→ **Job**: Render this sentence from the passage on gas scrubbing in Spanish: "According to additional features, sulfur is added to the scrubbing agent in the second scrubbing stage in an amount of 0.1 to 10 g, preferably 3 to 8 g, per liter of scrubbing liquid."

→ **Source**:
◇ ◇ ◇
According to additional features, sulfur is added to the scrubbing agent in the second scrubbing stage in an amount of 0.1 to 10 g, preferably 3 to 8 g, per liter of scrubbing liquid.

The sulfur may be formed in that the hydrogen sulfide contained in the gas which leaves the first scrubbing stage is reacted with the oxygen which is present in the gas so that the oxygen is simultaneously removed from the gas, and in that a soluble activator, preferably a compound which has a boiling point which is approximately as high as, or higher than the high-boiling organic solvent, is added to the scrubbing agent of the third scrubbing stage. A basic nitrogen-containing organic solvent may be used as an activator, e.g., an imidazole derivative, such as 1,2-dimethylimidazole in quantities of 1-10% by weight, preferably 5-15% by weight.

Pyrrolidone or a derivative of pyrrolidone, preferably N-methylpyrrolidone, or polyglycolether, Sulfolan, butyrolactone, morpholine and/or N-methyl- ε-caprolactam, has been used as a high-boiling organic solvent within the scope of the invention.

The laden scrubbing agents in the second and third scrubbing stages are regenerated by being flashed, possibly with a supply of heat, and by being subsequently stripped with water vapor or inert gas or inert gas and/or being subjected to a vacuum as far as the laden scrubbing agent of the third scrubbing stage is concerned. The regenerated scrubbing agents are recycled in a cycle.

The advantages afforded by the invention of the copending application reside mainly in that the gases produced by a gasification of solid or liquid fuels cannot only be purified but can be selectively desulfurized at the same time.
◇ ◇ ◇
→ **Data shown**:
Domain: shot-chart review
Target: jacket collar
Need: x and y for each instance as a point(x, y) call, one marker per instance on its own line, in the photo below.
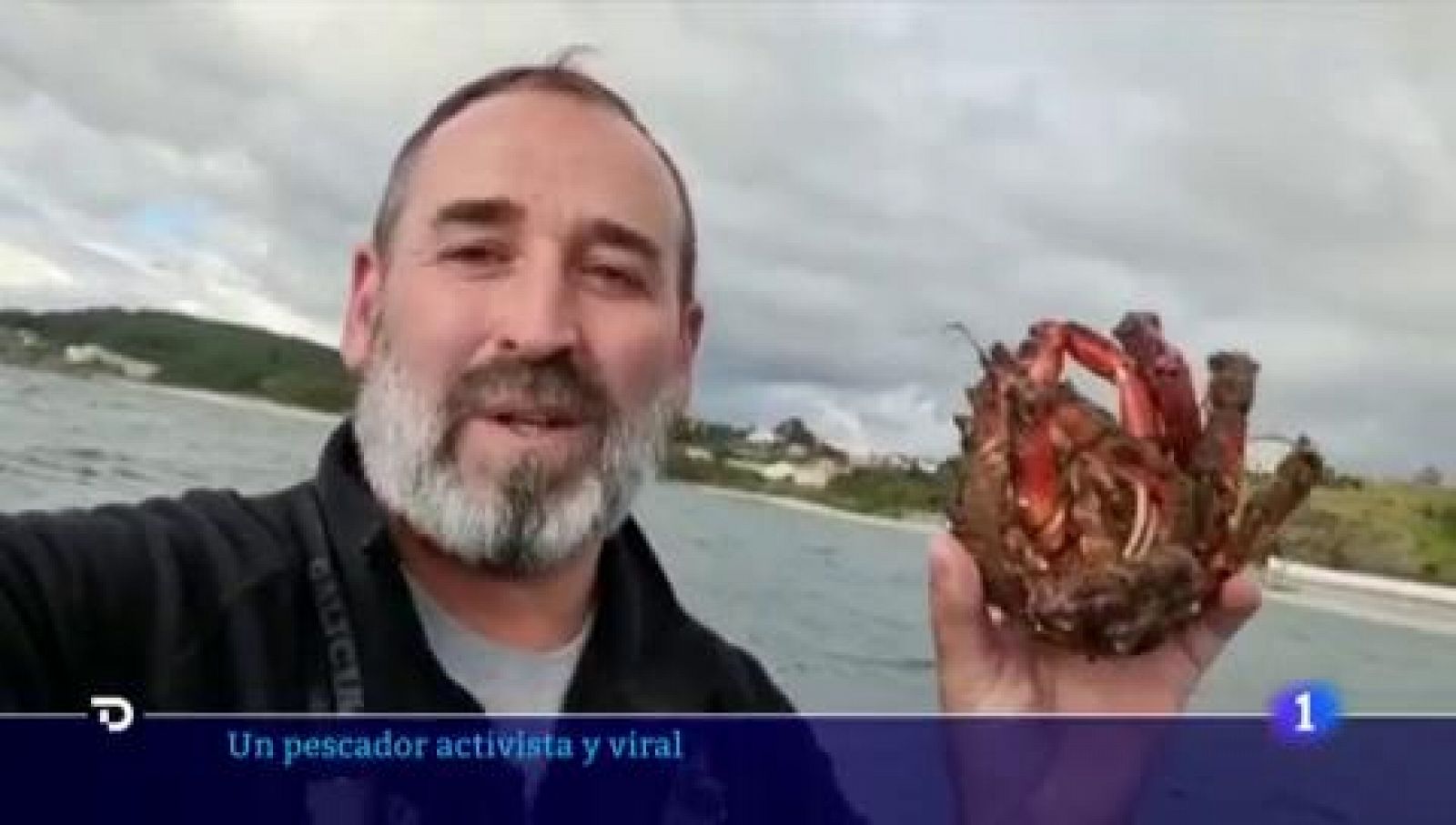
point(638, 616)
◇ ◇ ◇
→ **Exercise result**: Según otras características, se añade azufre al agente de lavado en la segunda etapa de lavado en una cantidad de 0,1 a 10 g, preferiblemente de 3 a 8 g, por litro de líquido de lavado.